Directions ::
Copy every item below word for word, one line at a time, but leave out the pictures.

[Polygon annotations for photos]
***

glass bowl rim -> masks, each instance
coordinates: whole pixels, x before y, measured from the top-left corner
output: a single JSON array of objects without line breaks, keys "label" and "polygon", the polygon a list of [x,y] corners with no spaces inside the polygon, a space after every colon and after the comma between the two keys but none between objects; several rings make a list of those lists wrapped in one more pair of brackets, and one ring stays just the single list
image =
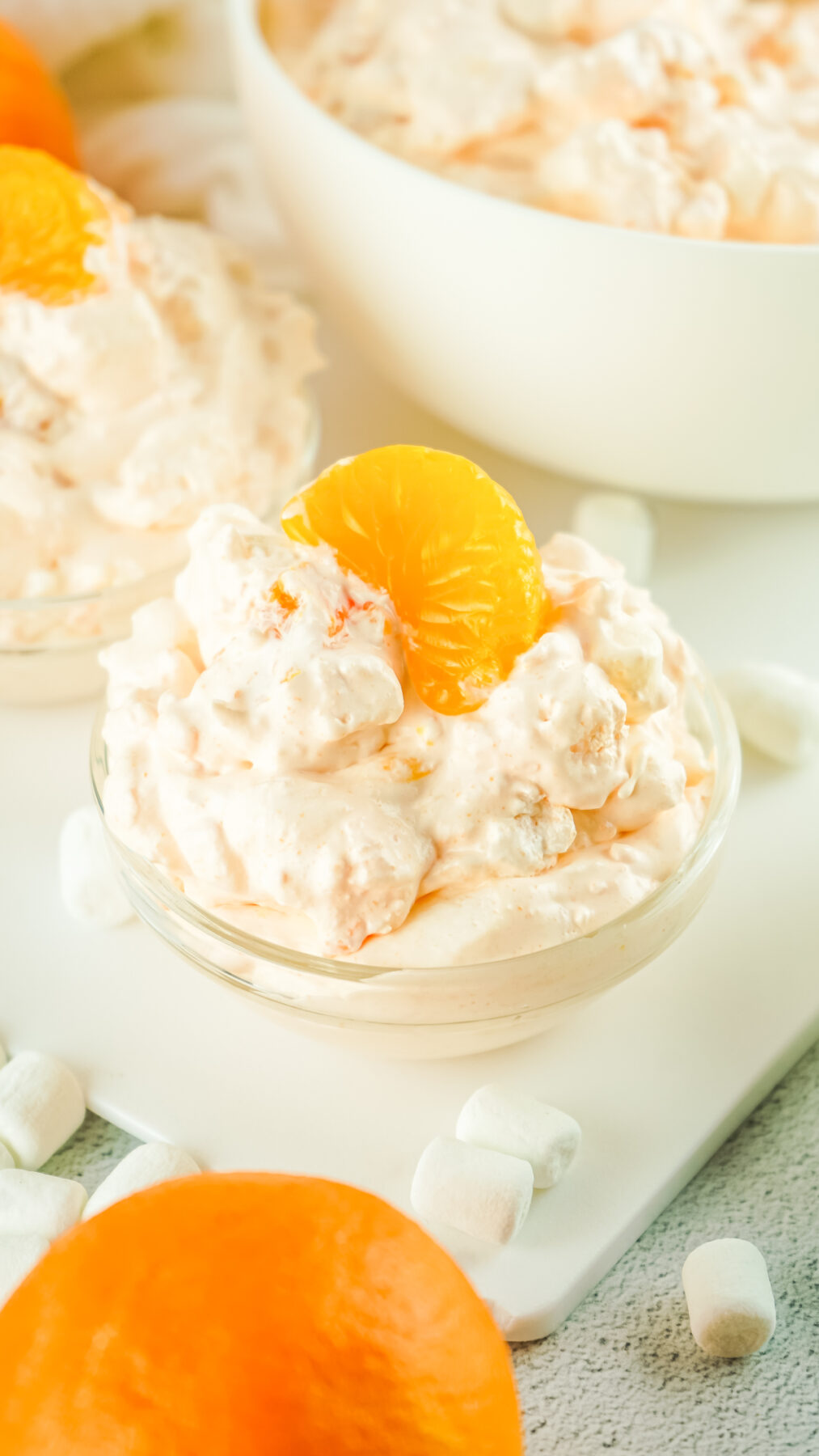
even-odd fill
[{"label": "glass bowl rim", "polygon": [[[695,661],[703,680],[703,696],[714,738],[716,766],[714,788],[708,802],[708,810],[694,844],[668,879],[663,879],[663,882],[646,895],[644,900],[637,901],[637,904],[631,906],[623,914],[604,922],[594,930],[588,930],[585,935],[572,936],[569,941],[560,941],[557,945],[546,946],[540,951],[527,951],[522,955],[496,957],[492,961],[477,961],[473,964],[457,965],[361,965],[355,961],[337,961],[327,957],[308,955],[303,951],[294,951],[288,946],[276,945],[273,941],[265,941],[260,936],[240,930],[228,920],[223,920],[220,916],[212,914],[202,906],[198,906],[193,900],[177,890],[172,881],[156,868],[156,865],[151,865],[150,860],[144,859],[144,856],[128,849],[128,846],[113,834],[105,820],[103,786],[108,776],[106,745],[102,737],[103,721],[108,712],[105,699],[97,708],[90,741],[90,776],[95,802],[100,814],[106,837],[112,844],[115,855],[131,866],[154,900],[160,900],[167,911],[179,916],[182,922],[195,930],[204,933],[209,939],[230,946],[233,951],[252,957],[253,960],[266,961],[285,970],[308,973],[320,978],[332,980],[336,984],[343,984],[345,981],[367,984],[378,981],[384,977],[410,974],[419,978],[429,978],[431,989],[435,987],[436,981],[441,981],[442,976],[482,976],[487,973],[492,974],[493,970],[498,974],[502,974],[503,968],[509,965],[511,961],[524,970],[534,970],[535,967],[543,968],[550,955],[554,957],[557,952],[564,952],[570,945],[578,945],[579,942],[586,942],[586,945],[589,945],[595,938],[624,935],[636,922],[643,920],[655,911],[662,911],[707,869],[722,846],[739,795],[739,783],[742,778],[742,750],[739,745],[739,734],[733,721],[733,713],[726,699],[720,693],[710,673],[706,671],[697,658]],[[278,996],[265,986],[249,983],[246,978],[236,976],[231,971],[220,968],[218,976],[230,983],[234,983],[241,990],[252,992],[265,1000],[278,1000]],[[615,971],[611,977],[611,984],[615,984],[621,978],[621,973]],[[605,990],[608,984],[610,981],[601,984],[599,990]]]},{"label": "glass bowl rim", "polygon": [[[301,454],[298,457],[297,473],[295,473],[295,489],[308,483],[308,473],[313,470],[316,460],[319,457],[319,448],[321,444],[321,409],[319,406],[319,397],[316,390],[305,386],[297,392],[304,403],[307,405],[307,428],[304,431],[304,444]],[[218,504],[218,502],[214,502]],[[186,527],[179,527],[180,534],[186,536],[191,524]],[[81,591],[68,597],[0,597],[0,616],[13,616],[19,612],[48,612],[70,610],[76,607],[92,607],[92,606],[116,606],[116,603],[127,603],[134,593],[143,593],[150,588],[151,582],[157,584],[156,596],[163,596],[163,584],[170,577],[176,574],[185,565],[185,555],[176,562],[170,562],[167,566],[161,566],[159,571],[147,571],[143,577],[134,577],[132,581],[118,581],[113,587],[102,587],[97,591]],[[150,600],[145,597],[145,600]],[[54,651],[70,651],[71,648],[89,645],[103,646],[106,638],[65,638],[65,641],[57,642],[19,642],[10,646],[0,648],[0,652],[54,652]]]}]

***

Solution to the exercise ::
glass bowl rim -> masks, each instance
coordinates: whole pixels, x before y, measured from the top-left corner
output: a single JSON array of objects without line breaks, keys "label" and "polygon", the polygon a list of [x,y] corners with no spaces inside the polygon, a space after every colon and after the comma between the two keys but none between objects; several rings make a list of those lists wrapped in one more pair of brackets, and one ring stays just the single list
image =
even-odd fill
[{"label": "glass bowl rim", "polygon": [[[695,661],[703,680],[703,696],[714,738],[716,766],[714,788],[708,802],[708,810],[694,844],[668,879],[663,879],[663,882],[646,895],[644,900],[637,901],[637,904],[631,906],[623,914],[604,922],[594,930],[588,930],[585,935],[572,936],[569,941],[560,941],[557,945],[546,946],[540,951],[527,951],[522,955],[496,957],[492,961],[477,961],[473,964],[457,965],[361,965],[355,961],[337,961],[327,957],[308,955],[303,951],[294,951],[288,946],[276,945],[273,941],[265,941],[260,936],[240,930],[228,920],[223,920],[220,916],[212,914],[202,906],[198,906],[193,900],[177,890],[172,881],[156,868],[156,865],[151,865],[150,860],[144,859],[144,856],[128,849],[128,846],[113,834],[105,820],[103,786],[108,776],[106,745],[102,737],[103,721],[108,712],[105,699],[97,708],[90,741],[90,776],[95,802],[100,814],[106,837],[112,844],[115,855],[131,866],[154,900],[160,900],[167,911],[179,916],[182,922],[195,930],[204,933],[209,939],[230,946],[233,951],[252,957],[253,960],[266,961],[285,970],[308,973],[320,978],[332,980],[336,984],[343,984],[345,981],[367,984],[378,981],[384,977],[410,974],[419,978],[429,978],[431,989],[435,987],[436,981],[441,981],[442,976],[482,976],[487,973],[492,974],[493,970],[498,974],[502,974],[503,968],[509,965],[511,961],[524,970],[534,970],[535,967],[543,968],[550,955],[554,957],[557,952],[564,952],[570,945],[578,945],[579,942],[586,942],[586,945],[589,945],[595,938],[624,935],[636,922],[643,920],[655,911],[662,911],[707,869],[722,846],[739,795],[739,783],[742,778],[742,750],[739,745],[739,734],[733,721],[733,713],[726,699],[720,693],[710,673],[706,671],[697,658]],[[278,996],[265,986],[249,983],[246,978],[236,976],[231,971],[220,968],[218,976],[230,983],[234,983],[241,990],[252,992],[265,1000],[278,1000]],[[615,971],[611,977],[611,984],[615,984],[621,978],[621,973]],[[605,990],[608,984],[610,981],[601,984],[599,990]]]},{"label": "glass bowl rim", "polygon": [[[301,454],[298,457],[297,473],[295,473],[295,489],[308,483],[308,473],[313,470],[316,460],[319,457],[319,448],[321,444],[321,409],[319,406],[319,397],[316,390],[305,386],[297,392],[304,403],[307,405],[307,428],[304,431],[304,444]],[[218,504],[218,502],[214,502]],[[186,527],[179,527],[180,534],[186,536],[191,524]],[[81,591],[68,597],[0,597],[0,616],[13,616],[19,612],[48,612],[70,610],[76,607],[92,607],[92,606],[116,606],[116,603],[127,603],[134,593],[143,593],[150,588],[151,582],[157,584],[156,596],[163,596],[163,584],[170,577],[176,574],[185,565],[185,555],[176,562],[170,562],[167,566],[161,566],[159,571],[147,571],[143,577],[134,577],[132,581],[118,581],[113,587],[102,587],[97,591]],[[150,600],[145,597],[145,600]],[[54,651],[70,651],[71,648],[89,645],[103,646],[106,638],[65,638],[65,641],[57,642],[19,642],[10,646],[0,648],[0,652],[54,652]]]}]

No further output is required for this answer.